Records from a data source
═══
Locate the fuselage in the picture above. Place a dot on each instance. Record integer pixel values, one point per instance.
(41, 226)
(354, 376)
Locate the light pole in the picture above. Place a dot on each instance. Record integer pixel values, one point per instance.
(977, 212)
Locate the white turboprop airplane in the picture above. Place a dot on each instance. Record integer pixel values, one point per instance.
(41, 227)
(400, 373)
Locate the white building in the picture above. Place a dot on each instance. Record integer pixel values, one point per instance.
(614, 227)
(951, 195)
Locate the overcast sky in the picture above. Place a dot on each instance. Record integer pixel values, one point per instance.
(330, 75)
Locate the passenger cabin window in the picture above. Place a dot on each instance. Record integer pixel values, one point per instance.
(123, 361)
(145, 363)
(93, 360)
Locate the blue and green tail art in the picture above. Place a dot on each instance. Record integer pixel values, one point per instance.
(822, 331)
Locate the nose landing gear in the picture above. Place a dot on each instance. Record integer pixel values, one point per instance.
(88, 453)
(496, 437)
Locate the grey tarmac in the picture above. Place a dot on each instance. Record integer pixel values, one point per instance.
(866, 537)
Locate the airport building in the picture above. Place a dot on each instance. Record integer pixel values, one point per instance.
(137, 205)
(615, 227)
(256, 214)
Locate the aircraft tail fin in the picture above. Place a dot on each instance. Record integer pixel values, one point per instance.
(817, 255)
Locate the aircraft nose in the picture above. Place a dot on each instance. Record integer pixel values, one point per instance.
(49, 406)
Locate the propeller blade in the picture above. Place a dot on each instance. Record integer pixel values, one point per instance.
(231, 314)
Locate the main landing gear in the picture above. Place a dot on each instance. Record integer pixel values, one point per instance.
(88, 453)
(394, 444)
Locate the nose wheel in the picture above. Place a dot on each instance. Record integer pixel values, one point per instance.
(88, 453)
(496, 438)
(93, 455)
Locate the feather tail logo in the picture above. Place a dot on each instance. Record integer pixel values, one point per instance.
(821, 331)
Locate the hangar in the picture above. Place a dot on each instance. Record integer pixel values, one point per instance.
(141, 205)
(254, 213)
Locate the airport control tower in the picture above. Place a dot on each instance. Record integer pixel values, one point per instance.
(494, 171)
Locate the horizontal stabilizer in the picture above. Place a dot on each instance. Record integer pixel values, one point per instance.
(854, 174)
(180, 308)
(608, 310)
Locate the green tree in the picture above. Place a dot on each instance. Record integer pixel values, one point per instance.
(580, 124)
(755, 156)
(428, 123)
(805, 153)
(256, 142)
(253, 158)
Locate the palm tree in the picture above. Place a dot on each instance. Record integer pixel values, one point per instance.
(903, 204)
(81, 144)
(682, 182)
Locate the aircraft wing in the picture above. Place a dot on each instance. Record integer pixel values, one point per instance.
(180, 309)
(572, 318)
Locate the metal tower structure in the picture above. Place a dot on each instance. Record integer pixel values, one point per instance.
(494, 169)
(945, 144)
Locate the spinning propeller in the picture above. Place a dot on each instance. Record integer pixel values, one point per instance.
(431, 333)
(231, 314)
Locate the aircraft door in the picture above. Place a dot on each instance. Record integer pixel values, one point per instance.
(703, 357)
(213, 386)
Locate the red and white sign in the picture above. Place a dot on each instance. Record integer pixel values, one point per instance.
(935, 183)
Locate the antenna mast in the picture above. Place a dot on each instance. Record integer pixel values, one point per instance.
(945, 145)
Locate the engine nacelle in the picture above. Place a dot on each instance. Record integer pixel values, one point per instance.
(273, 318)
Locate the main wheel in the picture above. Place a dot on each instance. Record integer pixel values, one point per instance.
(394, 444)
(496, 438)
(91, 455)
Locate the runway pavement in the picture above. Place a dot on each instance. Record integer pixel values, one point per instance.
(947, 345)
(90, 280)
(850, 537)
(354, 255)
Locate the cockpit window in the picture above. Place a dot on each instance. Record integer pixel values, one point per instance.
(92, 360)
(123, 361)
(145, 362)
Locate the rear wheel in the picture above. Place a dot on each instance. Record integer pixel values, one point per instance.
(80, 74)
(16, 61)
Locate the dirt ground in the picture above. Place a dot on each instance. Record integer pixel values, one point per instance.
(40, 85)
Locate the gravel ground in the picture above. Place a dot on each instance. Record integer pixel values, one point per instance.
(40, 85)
═══
* **What to work on**
Without omitting anything, output the entries exactly.

* **Output below**
Locate the fuselage in the picture above. Place a dot on each instance. Record integer pixel values, one point per instance.
(41, 226)
(354, 376)
Locate the light pole in the picture above. Place a dot on each instance. Record integer pixel values, one point per instance.
(977, 212)
Locate the white turboprop airplane in the picture above. Place a dot on each instance. Record integer pixel values, one point per instance.
(41, 227)
(400, 373)
Locate the white building in the picture above. Place a dot on each instance. Record integer pixel values, one point per instance.
(614, 227)
(951, 195)
Locate the overcast sky in the picture above. Place a dot on each instance. Record integer pixel values, one point per instance.
(330, 75)
Locate the passenger cabin window in the picture above. Place a dot on each instance. Record integer pixel values, one point per instance.
(123, 361)
(145, 363)
(93, 360)
Locate the blue and green tail art in the picture above. Place a dot on each instance. Record integer pixel values, one point per instance.
(822, 331)
Locate the nose landing gear in the picture above. Place a dot on each instance. Record integer pixel values, one point per instance.
(88, 453)
(496, 437)
Locate the grey tarmac in the picture above. Place a dot on each instance. Record integer pixel values, one point per instance.
(866, 537)
Locate the airport building in the picture above. Place a dot on each instance. Record integer pixel values, one point per instance.
(137, 205)
(615, 227)
(256, 214)
Locate the aircraft tail fin in the picture above. Place a dot on each instance. Record integer pixel values, one point per instance.
(817, 255)
Locate the aircraft nose in the picture above. Place a dot on each instance. Record integer pixel values, one point per instance.
(49, 406)
Locate the propeller blade in the picture above. Place a dot on each instance. Record integer pixel values, one point per instance.
(231, 314)
Locate the main landing gear in the picture above. Place a dot on each instance. Record integer pixel values, one point per instance.
(88, 453)
(394, 444)
Locate the nose wheel in the picture above. Place a dot on each instance. Record integer pixel values, one point per instance.
(88, 453)
(496, 438)
(93, 455)
Locate the feather tail logo in the picture above. Place a dot on each instance. Record integer pixel values, one point per instance.
(821, 331)
Locate the hangar in the picture above. Place a dot on each instance. Record integer pixel values, one point per instance.
(141, 205)
(254, 213)
Locate the airport control tower in the picture above. Place a dot on each instance. Record integer pixel values, one point per instance.
(494, 171)
Locate the horizontal stabilizer in the picture above. Place a dot on each instance. Record integer pixel values, one point per instance.
(854, 174)
(180, 308)
(608, 310)
Locate the green tree in the picture above. Place a dot on each instance. Record integer pixel values, one point per instance.
(580, 124)
(755, 156)
(428, 123)
(805, 153)
(256, 142)
(253, 158)
Locate the palm tree in the picture above. Place a dot on each instance. Record integer pixel values, one point per instance.
(903, 204)
(81, 144)
(682, 182)
Locate the aircraft wing in the picture above. Place a dot on each instance. Record integer pixel values, one point per instance.
(180, 309)
(572, 318)
Locate the metal tower structure in the picture above. Place a dot on each instance. Record integer pixel values, one point per instance.
(494, 169)
(945, 144)
Locate the spinning propeller in the picture above. Place a dot on each instance. Record integer pixel values, one point per instance.
(431, 333)
(231, 314)
Locate the aircraft door in the picture above. Place a dot on each instance. Record integer pixel values, one point per instance.
(703, 357)
(213, 386)
Locate the red and white sign in the picture above. Place a dot on each instance. Record integer pixel values, one point per instance.
(935, 183)
Locate the antenna mast in the picture above. Place a dot on each instance. Record integer pixel values, one point per instance.
(945, 145)
Locate the engine nacelle in the picture above. Place a dot on each instance. Record integer pixel values, one point per instance.
(273, 318)
Locate the main wheel in the picture above. Place a dot on each instance. Record integer pixel values, one point per instance.
(394, 444)
(496, 438)
(91, 455)
Locate the runway pavement in the picture above. Place a dot on each instance. Record integer pixel values, one point per instance.
(947, 345)
(90, 280)
(850, 537)
(354, 255)
Locate the cockpit window in the picture above. Place a dot on each instance. Record integer pixel values, one point per instance.
(92, 360)
(123, 361)
(145, 362)
Locate the rear wheel in the picture above. Place a dot on each instance. Record integer pixel values, one point per instance.
(80, 74)
(16, 61)
Locate the dirt ground in the picture above. Place a dot on each instance. Record integer pixel values, one point per instance.
(40, 85)
Locate the gravel ground in the picture above. Place a dot on each instance. Record integer pixel values, one point per instance.
(40, 85)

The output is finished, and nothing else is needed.